WHAT THIS TASK INVOLVES:
Edit the records below by replacing "yellow center" with "golden center" and leaving everything else unchanged. Leave the pictures out of your answer.

==========

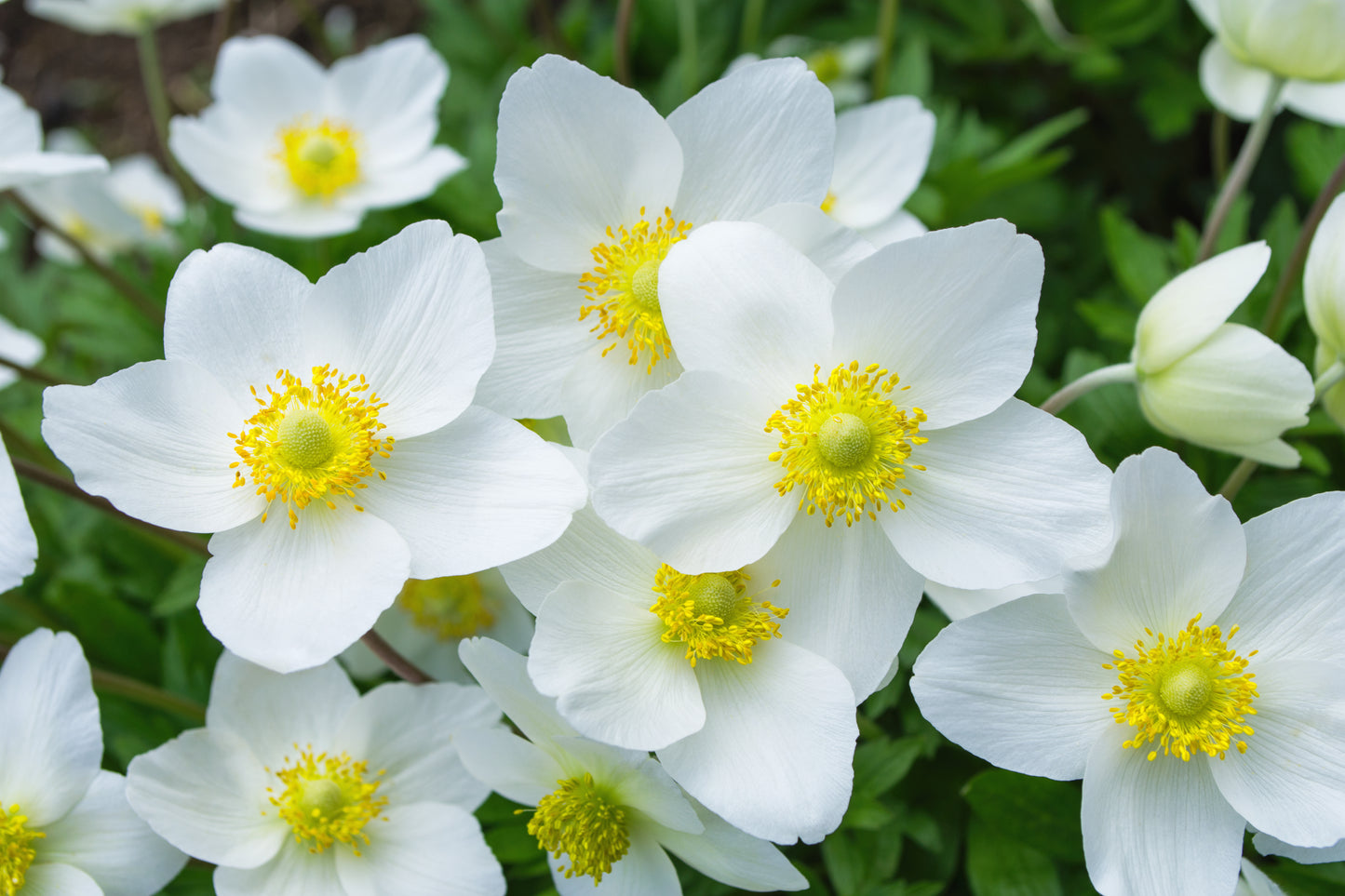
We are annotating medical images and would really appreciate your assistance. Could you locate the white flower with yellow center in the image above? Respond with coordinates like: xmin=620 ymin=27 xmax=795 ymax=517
xmin=590 ymin=221 xmax=1110 ymax=589
xmin=0 ymin=85 xmax=108 ymax=190
xmin=454 ymin=637 xmax=807 ymax=896
xmin=0 ymin=628 xmax=187 ymax=896
xmin=467 ymin=57 xmax=835 ymax=448
xmin=341 ymin=569 xmax=532 ymax=684
xmin=910 ymin=448 xmax=1345 ymax=896
xmin=1190 ymin=0 xmax=1345 ymax=125
xmin=168 ymin=35 xmax=466 ymax=236
xmin=27 ymin=0 xmax=226 ymax=35
xmin=822 ymin=97 xmax=935 ymax=247
xmin=43 ymin=221 xmax=584 ymax=672
xmin=127 ymin=652 xmax=504 ymax=896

==========

WRITTEN REPLY:
We are annotating medical images and would really appreciate your assistance. Could you locate the white flower with golden center in the image above? Respond with coordinates like: xmin=620 ymin=27 xmax=795 ymax=517
xmin=590 ymin=221 xmax=1110 ymax=589
xmin=0 ymin=85 xmax=108 ymax=190
xmin=454 ymin=637 xmax=807 ymax=896
xmin=0 ymin=628 xmax=187 ymax=896
xmin=467 ymin=57 xmax=835 ymax=448
xmin=341 ymin=569 xmax=532 ymax=684
xmin=910 ymin=448 xmax=1345 ymax=896
xmin=1190 ymin=0 xmax=1345 ymax=125
xmin=168 ymin=35 xmax=466 ymax=236
xmin=27 ymin=0 xmax=226 ymax=35
xmin=822 ymin=97 xmax=935 ymax=247
xmin=43 ymin=221 xmax=584 ymax=672
xmin=127 ymin=652 xmax=504 ymax=896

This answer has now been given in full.